### Set task
Reproduce the following data line for line, leaving every character unchanged.
* * * * * * * * *
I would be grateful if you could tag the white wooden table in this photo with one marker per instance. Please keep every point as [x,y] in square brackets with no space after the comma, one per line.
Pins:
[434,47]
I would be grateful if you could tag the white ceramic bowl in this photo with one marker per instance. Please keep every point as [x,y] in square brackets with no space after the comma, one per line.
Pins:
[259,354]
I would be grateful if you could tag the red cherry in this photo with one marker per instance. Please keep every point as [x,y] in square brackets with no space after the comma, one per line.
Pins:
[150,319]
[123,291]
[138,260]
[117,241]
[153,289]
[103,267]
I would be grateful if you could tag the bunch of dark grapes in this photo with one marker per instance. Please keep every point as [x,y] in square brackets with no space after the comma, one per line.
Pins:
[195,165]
* * * * * * * * *
### Completed task
I would be grateful if you could tag the white wooden table in this photo with one marker per instance. Please keep every point as [x,y] in square brackets with no space after the comma, one per line.
Pins:
[434,47]
I would be grateful if you could tag the white ceramic bowl in this photo with one marker per instance. Please keep every point as [x,y] in square brackets with no space after the comma, one per line.
Pins:
[259,354]
I would be grateful if you could tag the red cherry in this photo with one marker per instance. Please keep every point as [x,y] in square brackets with no space after the comma, one per line.
Pins:
[150,319]
[123,291]
[138,260]
[117,241]
[153,289]
[103,267]
I would be grateful if you could tag the bunch of dark grapes in this photo with one marker per instance. Please keep every point as [x,y] in square brackets with no space after the comma, one per line.
Pins:
[195,165]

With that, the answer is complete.